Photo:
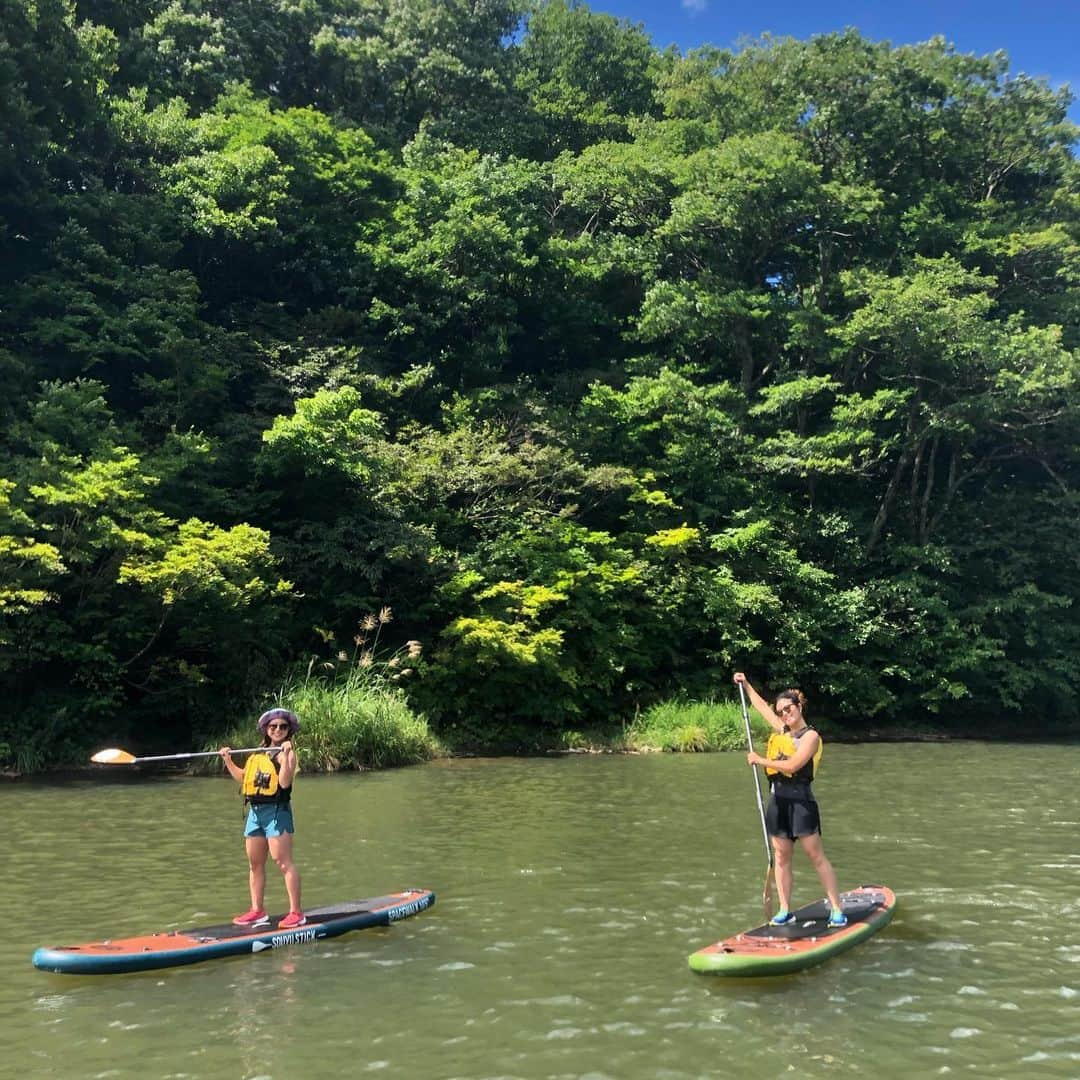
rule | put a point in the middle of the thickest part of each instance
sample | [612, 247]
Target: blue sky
[1041, 37]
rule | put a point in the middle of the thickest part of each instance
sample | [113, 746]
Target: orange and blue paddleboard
[806, 941]
[172, 948]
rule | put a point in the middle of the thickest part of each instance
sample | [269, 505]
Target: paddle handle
[207, 753]
[757, 781]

• [Brief] Every entry is to be transcribed exactly, but the pictures are to be left out.

• [Your solution]
Photo:
rule | put a point in the middle of the thickest part of each instance
sample | [612, 247]
Target: blue sky
[1041, 37]
rule | put a point in the middle of the thickest part of each instance
sample | [113, 746]
Target: orange and blue paddleboard
[806, 941]
[172, 948]
rule | put a point in the middle of the thickest part of each instance
sample | [269, 505]
Target: paddle handle
[207, 753]
[757, 781]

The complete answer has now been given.